*WHAT THIS TASK INVOLVES*
Express the records below, from the line with "If you could mark the albatross" through the end of the records, as a two-column CSV with the headers text and answer. Give one row per record, with each field in quotation marks and every line break replaced by a space.

*WORKING DATA*
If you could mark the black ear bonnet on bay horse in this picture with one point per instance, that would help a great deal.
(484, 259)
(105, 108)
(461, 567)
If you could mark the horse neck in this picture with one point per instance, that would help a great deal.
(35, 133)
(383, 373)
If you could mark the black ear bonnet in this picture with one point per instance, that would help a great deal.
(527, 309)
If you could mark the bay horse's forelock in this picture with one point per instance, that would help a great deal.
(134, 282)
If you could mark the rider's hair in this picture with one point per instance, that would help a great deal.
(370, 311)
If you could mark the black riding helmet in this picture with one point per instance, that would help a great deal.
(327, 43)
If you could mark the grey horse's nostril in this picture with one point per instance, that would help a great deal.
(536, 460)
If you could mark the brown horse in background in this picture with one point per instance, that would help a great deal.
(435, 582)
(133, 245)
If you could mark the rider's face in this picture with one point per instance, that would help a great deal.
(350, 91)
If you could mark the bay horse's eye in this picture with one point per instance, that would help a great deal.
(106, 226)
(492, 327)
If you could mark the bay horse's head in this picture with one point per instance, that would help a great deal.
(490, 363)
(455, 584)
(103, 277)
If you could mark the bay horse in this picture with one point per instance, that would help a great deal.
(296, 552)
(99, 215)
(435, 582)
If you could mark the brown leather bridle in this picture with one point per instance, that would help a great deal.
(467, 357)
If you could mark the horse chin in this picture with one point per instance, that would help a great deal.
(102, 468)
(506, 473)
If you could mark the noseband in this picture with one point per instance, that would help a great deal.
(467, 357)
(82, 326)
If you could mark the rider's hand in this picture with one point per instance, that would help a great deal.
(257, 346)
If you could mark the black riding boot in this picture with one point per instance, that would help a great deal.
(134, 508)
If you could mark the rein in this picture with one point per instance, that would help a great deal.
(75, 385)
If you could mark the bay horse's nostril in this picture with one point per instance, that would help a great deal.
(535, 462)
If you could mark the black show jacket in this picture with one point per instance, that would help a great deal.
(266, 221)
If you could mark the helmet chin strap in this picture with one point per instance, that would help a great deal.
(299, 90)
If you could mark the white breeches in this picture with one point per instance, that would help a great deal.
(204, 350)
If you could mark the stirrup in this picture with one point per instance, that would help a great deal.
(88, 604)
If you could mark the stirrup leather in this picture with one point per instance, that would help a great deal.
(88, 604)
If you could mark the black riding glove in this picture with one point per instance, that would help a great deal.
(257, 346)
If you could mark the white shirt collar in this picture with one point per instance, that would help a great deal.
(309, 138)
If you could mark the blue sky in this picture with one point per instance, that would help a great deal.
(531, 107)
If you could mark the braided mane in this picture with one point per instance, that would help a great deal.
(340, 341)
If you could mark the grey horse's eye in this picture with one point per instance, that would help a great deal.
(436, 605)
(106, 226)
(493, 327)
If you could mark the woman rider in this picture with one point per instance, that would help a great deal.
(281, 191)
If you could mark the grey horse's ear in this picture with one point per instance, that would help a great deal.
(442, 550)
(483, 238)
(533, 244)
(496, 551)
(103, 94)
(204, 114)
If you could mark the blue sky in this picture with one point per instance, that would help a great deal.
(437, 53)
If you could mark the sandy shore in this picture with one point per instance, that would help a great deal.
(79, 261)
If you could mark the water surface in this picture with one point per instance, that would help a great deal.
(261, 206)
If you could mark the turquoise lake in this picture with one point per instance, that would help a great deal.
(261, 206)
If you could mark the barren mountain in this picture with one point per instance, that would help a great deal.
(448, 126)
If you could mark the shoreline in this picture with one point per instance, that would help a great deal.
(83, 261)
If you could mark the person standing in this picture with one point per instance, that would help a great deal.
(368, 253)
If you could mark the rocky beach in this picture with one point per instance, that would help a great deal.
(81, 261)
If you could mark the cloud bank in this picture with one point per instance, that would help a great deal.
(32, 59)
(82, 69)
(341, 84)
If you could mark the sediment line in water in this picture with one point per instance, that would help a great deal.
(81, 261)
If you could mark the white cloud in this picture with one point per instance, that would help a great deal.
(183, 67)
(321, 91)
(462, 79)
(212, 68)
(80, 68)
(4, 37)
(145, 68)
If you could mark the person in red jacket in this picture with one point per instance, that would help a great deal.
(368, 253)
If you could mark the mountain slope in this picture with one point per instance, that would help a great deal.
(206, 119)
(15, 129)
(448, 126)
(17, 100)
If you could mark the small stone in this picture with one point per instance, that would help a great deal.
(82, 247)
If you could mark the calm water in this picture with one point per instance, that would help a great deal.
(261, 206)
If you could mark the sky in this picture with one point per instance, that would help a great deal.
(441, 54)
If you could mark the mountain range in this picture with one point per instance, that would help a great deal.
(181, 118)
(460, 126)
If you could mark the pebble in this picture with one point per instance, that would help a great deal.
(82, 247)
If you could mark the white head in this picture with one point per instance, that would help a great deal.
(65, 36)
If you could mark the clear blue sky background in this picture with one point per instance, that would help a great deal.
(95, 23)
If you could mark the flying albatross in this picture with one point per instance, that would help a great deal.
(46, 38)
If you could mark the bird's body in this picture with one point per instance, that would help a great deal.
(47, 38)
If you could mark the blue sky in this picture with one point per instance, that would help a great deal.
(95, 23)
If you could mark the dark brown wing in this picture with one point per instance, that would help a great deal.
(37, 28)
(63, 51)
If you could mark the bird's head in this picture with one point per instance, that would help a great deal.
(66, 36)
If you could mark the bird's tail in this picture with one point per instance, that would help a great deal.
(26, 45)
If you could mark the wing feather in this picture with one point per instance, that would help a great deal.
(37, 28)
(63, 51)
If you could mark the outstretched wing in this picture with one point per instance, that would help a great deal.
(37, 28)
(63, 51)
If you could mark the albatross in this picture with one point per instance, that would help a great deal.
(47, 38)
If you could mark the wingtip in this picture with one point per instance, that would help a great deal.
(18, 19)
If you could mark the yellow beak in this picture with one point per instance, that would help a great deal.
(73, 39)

*RESPONSE*
text,answer
"If you could mark the albatross in this picture with one point per instance, that would help a great deal.","(47, 38)"
"If you could mark the wingtip in this picture with one point per instance, that would help a great deal.","(18, 19)"
"If you could mark the yellow beak in this picture with one point per instance, that would help a great deal.","(73, 39)"